■ INPUT FOR THIS TASK:
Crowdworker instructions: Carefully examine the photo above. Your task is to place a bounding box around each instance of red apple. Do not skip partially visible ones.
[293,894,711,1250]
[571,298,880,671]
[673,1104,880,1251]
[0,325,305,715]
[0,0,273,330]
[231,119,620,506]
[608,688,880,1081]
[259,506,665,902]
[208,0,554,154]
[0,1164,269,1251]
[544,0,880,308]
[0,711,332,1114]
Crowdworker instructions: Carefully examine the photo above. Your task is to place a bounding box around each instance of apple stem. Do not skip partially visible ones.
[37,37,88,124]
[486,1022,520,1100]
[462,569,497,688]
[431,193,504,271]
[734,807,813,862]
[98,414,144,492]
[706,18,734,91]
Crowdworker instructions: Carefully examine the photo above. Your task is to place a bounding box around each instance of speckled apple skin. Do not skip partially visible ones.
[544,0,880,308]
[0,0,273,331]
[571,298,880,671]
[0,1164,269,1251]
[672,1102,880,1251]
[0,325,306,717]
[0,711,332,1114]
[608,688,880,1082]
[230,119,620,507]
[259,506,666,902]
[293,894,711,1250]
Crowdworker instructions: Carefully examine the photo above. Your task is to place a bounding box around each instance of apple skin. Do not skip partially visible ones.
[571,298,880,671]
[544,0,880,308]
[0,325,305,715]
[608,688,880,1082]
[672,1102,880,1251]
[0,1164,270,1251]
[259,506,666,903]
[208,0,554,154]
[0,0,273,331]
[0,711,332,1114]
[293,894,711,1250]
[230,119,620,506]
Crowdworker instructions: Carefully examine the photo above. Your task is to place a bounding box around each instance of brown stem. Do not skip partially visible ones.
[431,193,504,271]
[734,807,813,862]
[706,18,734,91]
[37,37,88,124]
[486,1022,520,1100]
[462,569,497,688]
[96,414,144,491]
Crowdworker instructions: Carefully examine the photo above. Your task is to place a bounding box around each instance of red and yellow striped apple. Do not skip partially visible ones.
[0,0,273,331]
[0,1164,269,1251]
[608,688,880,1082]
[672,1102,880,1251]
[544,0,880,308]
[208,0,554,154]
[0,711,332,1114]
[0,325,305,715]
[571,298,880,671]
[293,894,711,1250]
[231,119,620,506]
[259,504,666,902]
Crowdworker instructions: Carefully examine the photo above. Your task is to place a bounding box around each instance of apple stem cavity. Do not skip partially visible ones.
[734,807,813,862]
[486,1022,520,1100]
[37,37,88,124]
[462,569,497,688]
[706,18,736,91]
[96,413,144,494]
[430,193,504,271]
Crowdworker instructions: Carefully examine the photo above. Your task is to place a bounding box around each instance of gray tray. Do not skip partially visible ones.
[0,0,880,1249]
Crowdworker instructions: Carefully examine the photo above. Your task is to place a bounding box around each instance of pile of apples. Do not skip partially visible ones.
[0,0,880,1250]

■ JOB: Copy the entire listing above line for line, without changing or leaving out anything.

■ ANSWER TO THIS TASK:
Crowdworker instructions: Carefully examine the photo above. Your task is to place a bounding box around each instance of red apple. Do not skip partially visible ones.
[293,894,711,1250]
[571,298,880,671]
[673,1104,880,1251]
[0,325,305,715]
[0,0,273,330]
[231,119,620,506]
[608,688,880,1081]
[259,506,665,902]
[208,0,554,154]
[0,1164,269,1251]
[544,0,880,308]
[0,711,332,1114]
Crowdworker instructions: Carefully examine the photo above. Your task is to place a bounding box around each instance of apple stem. Do not skip partially visible ones.
[37,37,88,124]
[486,1022,520,1100]
[462,569,497,688]
[431,193,504,271]
[734,807,813,862]
[98,414,144,492]
[706,18,734,91]
Crowdworker instructions: Carefully examine the photo above. Your task is to place a bounding box around each instance of speckled apple skin. Do not skip partially visible ones.
[544,0,880,308]
[0,0,273,331]
[571,298,880,671]
[0,1164,269,1251]
[672,1102,880,1251]
[0,325,306,717]
[0,711,332,1114]
[608,688,880,1082]
[230,119,620,507]
[259,506,666,902]
[293,894,711,1250]
Crowdworker instructions: Carefully examine the photo above. Your task is to place a bounding box around each instance of apple skin. Do not skip partially visible ones.
[571,298,880,671]
[544,0,880,308]
[0,325,305,715]
[608,688,880,1082]
[672,1102,880,1251]
[0,1164,270,1251]
[259,506,666,903]
[208,0,554,154]
[0,0,273,331]
[0,711,332,1114]
[293,894,711,1250]
[230,119,620,506]
Crowdworker instructions: Carefully examine the photo above. Your task is to place a bounding box around each instance of brown stem. Do not skip partially visible ones.
[431,193,504,271]
[734,807,813,862]
[706,18,734,91]
[37,37,88,124]
[486,1022,520,1100]
[462,569,497,688]
[96,414,144,491]
Crowdworker instructions: Carefully examine the photo above. Your task is to place a bounding box around each instance of red and yellow striped apple. Do not skip partially visible ones.
[0,0,273,331]
[0,1164,269,1251]
[608,688,880,1082]
[672,1102,880,1251]
[544,0,880,308]
[208,0,554,154]
[0,711,332,1114]
[0,325,305,715]
[571,298,880,671]
[293,894,711,1250]
[231,119,620,506]
[259,504,666,902]
Crowdworker instructions: Carefully examine the photo above. Your task is to place a bounding box around each instance of apple stem cavity. Do not skip partially visible ones.
[734,807,813,862]
[486,1022,520,1100]
[37,37,88,124]
[462,569,497,688]
[706,18,736,91]
[96,413,144,494]
[430,193,504,271]
Crowdworker instructions: Carefully examine the photo above. Your task is to place a bounding box around each instance of gray tray. Do not skip partially visible ones.
[0,0,880,1249]
Crowdworker instructions: Carefully examine the photo above. Your task is to place a bounding box around each instance of pile of apples. Do not skip partially visible ones.
[0,0,880,1250]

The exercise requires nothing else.